▶ _Source text_

+===+

It’s undeniable that cancer is a scary subject, and breast cancer is no exception. One simple statistic summarizes just how un-discriminatory and prevalent breast cancer is: breast cancer is the most common form of cancer in women, no matter your race or ethnicity. With the whole month of October designated as National Breast Cancer Month, reminders for women to get mammograms and to screen themselves appear regularly. So how do you get people to face one of the scariest diseases out there? The answer is humor.
Rethink Breast Cancer is an organization dedicated to changing the perspective of breast cancer from scary, to preventive and manageable. Most notably, they want to change how awareness is taught. Rethink Breast Cancer has moved away from fear-based education tactics to using “fear-free, cutting edge messaging, multi-media platform reach and positive energy [that will] revitalize the breast cancer movement and motivate young people to action.” The YouTube video they have created for awareness has done just that.
With over six million views, the video Rethink Breast Cancer produced in 2011 has done a remarkable job of not only raising awareness for breast cancer, but also doing so in an approachable manner. Based on the premise that “women are more likely to watch a video if it features a hot guy,” it stars male models that educate the audience on how to check for breast cancer. Humor is interwoven throughout the video in scenes such as a female nurse tripping over a stool, and a slow motion of a male model bathing himself.
Together, all of these humorous scenes combine with raw education to make breast cancer awareness fun to learn about. By using a pop-culture medium, such as YouTube it is even harder to ignore the message. But most importantly, Rethink Breast Cancer is living up to its goal of helping to educate from a perspective of humor rather than fear. This is exactly the kind of video that women (and even men) will pass on to their friends, helping to spread the importance of proactively approaching breast cancer.

+===+

▶ _Entries provided_
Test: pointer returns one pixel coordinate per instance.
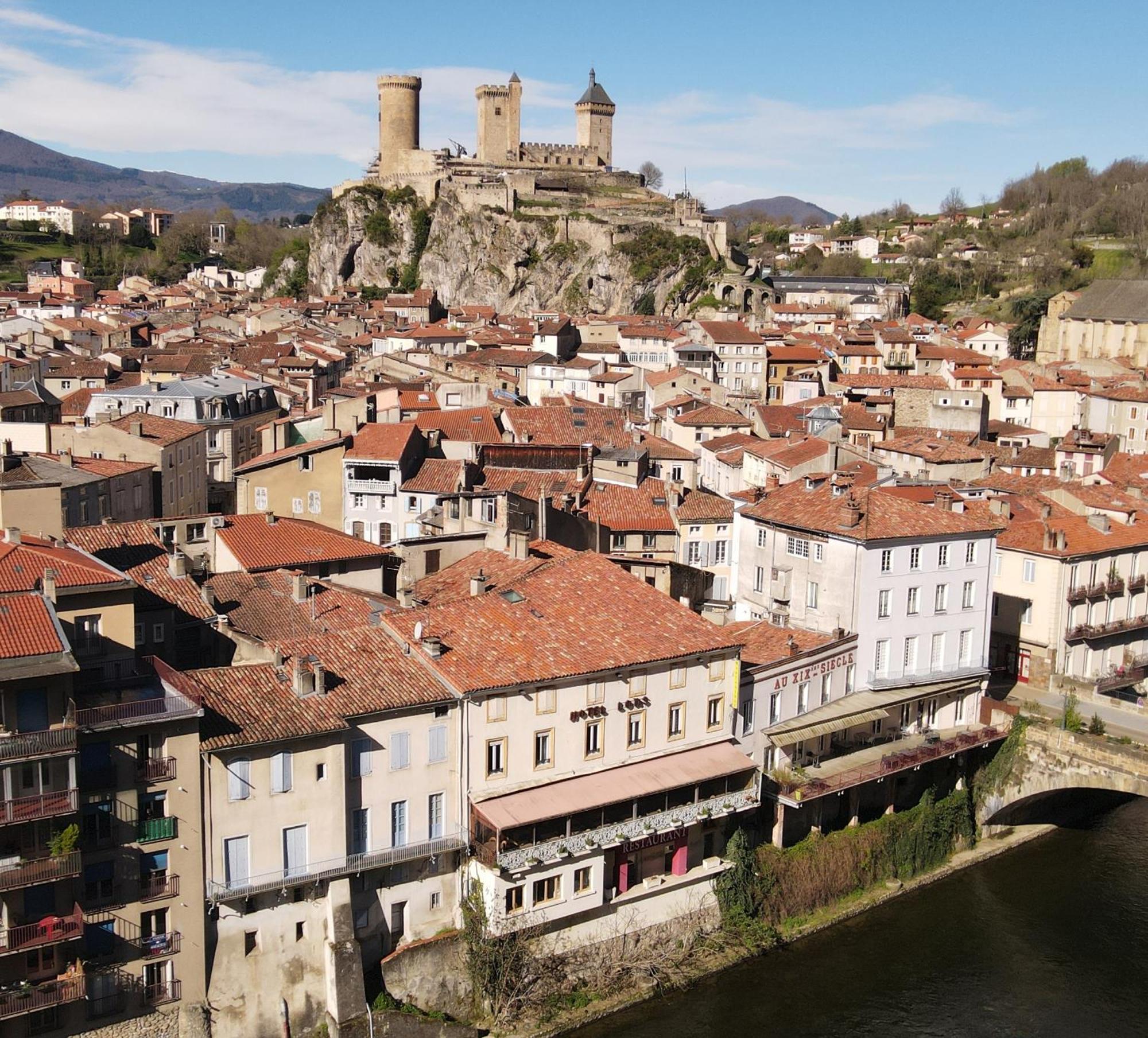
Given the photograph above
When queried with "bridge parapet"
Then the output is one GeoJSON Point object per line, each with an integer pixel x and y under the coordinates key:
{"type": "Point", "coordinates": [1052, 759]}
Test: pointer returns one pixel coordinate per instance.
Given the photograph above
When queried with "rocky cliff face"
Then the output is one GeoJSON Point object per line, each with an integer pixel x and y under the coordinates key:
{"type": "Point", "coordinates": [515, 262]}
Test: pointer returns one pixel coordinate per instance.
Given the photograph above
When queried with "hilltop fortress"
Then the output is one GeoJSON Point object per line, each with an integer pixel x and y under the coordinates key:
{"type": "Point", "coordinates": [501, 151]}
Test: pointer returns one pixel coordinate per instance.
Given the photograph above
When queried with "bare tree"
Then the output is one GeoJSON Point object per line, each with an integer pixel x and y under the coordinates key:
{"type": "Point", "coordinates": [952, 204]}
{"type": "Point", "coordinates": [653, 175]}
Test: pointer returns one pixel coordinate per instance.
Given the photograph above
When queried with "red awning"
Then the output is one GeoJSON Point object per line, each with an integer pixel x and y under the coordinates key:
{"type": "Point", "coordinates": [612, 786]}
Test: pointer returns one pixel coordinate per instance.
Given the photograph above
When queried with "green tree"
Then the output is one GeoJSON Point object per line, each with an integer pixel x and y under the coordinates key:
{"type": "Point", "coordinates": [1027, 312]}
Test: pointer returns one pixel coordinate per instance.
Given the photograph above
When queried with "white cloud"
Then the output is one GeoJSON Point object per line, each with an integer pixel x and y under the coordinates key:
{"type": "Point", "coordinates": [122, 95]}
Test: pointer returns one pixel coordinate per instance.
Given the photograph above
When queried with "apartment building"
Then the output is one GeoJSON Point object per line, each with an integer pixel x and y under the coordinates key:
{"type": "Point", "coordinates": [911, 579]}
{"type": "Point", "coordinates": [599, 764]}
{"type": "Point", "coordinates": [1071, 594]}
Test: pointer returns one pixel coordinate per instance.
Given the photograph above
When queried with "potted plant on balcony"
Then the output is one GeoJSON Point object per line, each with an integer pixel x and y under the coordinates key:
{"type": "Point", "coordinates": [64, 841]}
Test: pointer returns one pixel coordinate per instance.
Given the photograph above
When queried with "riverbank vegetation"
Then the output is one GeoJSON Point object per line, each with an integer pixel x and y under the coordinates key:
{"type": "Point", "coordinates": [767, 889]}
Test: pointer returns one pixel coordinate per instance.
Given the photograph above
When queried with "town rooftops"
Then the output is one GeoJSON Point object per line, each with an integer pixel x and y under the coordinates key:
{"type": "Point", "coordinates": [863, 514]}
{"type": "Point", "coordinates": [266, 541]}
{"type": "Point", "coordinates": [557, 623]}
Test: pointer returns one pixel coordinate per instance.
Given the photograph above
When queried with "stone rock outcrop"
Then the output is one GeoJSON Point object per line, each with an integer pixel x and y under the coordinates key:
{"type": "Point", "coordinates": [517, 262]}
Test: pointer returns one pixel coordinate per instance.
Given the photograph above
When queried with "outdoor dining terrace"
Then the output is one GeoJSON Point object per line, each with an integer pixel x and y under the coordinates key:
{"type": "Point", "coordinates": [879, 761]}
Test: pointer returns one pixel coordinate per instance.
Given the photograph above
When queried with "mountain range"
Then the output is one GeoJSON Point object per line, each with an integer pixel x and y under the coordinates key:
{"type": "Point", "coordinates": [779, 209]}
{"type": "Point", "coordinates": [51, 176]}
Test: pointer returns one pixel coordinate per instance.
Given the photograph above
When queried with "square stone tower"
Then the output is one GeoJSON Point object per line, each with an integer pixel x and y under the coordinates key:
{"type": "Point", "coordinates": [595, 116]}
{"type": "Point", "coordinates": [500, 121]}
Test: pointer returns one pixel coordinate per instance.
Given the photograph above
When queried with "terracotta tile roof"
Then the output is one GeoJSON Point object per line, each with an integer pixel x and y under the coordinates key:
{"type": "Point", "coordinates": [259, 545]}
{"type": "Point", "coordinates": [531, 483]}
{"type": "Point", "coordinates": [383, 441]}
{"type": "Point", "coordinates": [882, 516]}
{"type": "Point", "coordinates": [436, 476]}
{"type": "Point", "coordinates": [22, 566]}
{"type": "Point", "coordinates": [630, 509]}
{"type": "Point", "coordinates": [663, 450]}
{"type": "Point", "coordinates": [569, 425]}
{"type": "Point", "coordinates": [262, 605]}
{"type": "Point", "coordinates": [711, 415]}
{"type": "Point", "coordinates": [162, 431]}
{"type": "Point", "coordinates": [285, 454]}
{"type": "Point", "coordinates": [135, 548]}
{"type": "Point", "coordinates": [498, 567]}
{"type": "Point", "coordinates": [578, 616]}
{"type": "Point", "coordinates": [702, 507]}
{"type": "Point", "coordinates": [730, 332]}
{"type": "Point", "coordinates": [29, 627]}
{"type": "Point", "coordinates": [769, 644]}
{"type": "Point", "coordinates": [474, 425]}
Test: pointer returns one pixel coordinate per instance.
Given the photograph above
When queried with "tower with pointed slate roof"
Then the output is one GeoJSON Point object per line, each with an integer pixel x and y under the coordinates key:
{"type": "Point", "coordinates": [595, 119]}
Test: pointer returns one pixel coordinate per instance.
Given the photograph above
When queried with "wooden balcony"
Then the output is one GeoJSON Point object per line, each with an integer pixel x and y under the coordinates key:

+===+

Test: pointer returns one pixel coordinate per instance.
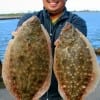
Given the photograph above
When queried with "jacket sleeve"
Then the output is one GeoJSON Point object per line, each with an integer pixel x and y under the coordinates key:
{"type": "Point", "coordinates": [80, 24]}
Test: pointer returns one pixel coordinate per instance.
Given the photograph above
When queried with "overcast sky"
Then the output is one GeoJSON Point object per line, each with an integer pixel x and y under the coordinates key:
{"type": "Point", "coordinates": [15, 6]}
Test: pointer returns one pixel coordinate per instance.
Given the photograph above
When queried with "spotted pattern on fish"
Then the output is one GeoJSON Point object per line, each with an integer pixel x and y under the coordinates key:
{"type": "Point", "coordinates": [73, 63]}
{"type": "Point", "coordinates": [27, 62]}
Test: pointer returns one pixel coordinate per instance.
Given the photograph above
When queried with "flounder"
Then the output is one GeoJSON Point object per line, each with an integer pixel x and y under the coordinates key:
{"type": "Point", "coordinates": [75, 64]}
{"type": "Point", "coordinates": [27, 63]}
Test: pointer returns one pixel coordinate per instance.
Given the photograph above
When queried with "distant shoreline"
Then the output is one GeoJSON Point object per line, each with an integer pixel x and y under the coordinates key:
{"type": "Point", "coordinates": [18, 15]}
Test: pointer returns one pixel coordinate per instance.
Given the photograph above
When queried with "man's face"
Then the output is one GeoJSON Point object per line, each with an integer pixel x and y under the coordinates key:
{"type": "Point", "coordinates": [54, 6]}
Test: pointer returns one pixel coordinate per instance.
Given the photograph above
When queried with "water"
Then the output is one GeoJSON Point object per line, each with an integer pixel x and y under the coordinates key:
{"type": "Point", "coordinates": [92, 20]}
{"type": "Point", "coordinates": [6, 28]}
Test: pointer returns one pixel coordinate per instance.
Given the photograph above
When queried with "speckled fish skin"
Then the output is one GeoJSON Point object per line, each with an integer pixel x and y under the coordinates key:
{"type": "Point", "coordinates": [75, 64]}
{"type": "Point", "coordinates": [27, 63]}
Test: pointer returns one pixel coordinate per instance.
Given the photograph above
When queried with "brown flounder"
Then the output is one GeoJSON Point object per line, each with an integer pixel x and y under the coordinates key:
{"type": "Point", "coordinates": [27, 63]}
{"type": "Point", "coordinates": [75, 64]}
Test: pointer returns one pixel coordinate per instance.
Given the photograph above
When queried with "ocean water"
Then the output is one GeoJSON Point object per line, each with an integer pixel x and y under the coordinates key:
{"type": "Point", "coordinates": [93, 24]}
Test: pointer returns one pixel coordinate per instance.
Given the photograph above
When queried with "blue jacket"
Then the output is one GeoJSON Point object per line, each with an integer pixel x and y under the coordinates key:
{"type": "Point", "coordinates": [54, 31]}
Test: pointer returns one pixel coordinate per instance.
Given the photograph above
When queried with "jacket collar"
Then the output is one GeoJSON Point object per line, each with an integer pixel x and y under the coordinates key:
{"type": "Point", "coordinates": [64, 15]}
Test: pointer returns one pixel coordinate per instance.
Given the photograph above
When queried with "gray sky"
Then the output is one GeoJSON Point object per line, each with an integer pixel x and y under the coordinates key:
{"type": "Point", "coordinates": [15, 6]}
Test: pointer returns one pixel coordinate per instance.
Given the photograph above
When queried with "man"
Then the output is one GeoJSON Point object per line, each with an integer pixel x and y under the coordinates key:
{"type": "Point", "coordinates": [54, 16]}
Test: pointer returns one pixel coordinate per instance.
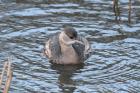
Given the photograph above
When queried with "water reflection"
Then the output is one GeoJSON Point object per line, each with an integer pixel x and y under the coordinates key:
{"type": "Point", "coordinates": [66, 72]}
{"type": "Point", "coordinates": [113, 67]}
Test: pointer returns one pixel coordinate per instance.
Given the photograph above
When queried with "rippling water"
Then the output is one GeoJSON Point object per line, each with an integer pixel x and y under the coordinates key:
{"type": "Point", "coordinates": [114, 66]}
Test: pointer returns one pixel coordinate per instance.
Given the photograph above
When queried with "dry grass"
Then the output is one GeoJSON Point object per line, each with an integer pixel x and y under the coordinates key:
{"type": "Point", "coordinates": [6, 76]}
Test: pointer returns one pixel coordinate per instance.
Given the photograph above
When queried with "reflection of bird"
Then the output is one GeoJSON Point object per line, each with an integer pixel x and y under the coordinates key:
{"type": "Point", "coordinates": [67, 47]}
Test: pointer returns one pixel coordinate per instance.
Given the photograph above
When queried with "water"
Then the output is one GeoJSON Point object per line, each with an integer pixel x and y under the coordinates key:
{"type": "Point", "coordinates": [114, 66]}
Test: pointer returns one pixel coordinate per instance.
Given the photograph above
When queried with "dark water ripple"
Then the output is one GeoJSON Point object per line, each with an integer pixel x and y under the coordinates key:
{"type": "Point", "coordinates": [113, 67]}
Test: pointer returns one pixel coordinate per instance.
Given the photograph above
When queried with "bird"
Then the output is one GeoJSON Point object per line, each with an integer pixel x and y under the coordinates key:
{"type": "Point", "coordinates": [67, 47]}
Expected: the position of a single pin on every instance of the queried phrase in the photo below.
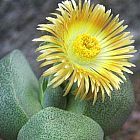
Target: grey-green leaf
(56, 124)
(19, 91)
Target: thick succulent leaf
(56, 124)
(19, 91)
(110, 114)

+===+

▶ _Exercise requirements_
[A] In the breast cancer article, which month is designated National Breast Cancer Month?
[B] Write out everything in the breast cancer article from "Rethink Breast Cancer is an" down to "done just that.".
Rely on the breast cancer article alone.

▶ _Response list_
[A] October

[B]
Rethink Breast Cancer is an organization dedicated to changing the perspective of breast cancer from scary, to preventive and manageable. Most notably, they want to change how awareness is taught. Rethink Breast Cancer has moved away from fear-based education tactics to using “fear-free, cutting edge messaging, multi-media platform reach and positive energy [that will] revitalize the breast cancer movement and motivate young people to action.” The YouTube video they have created for awareness has done just that.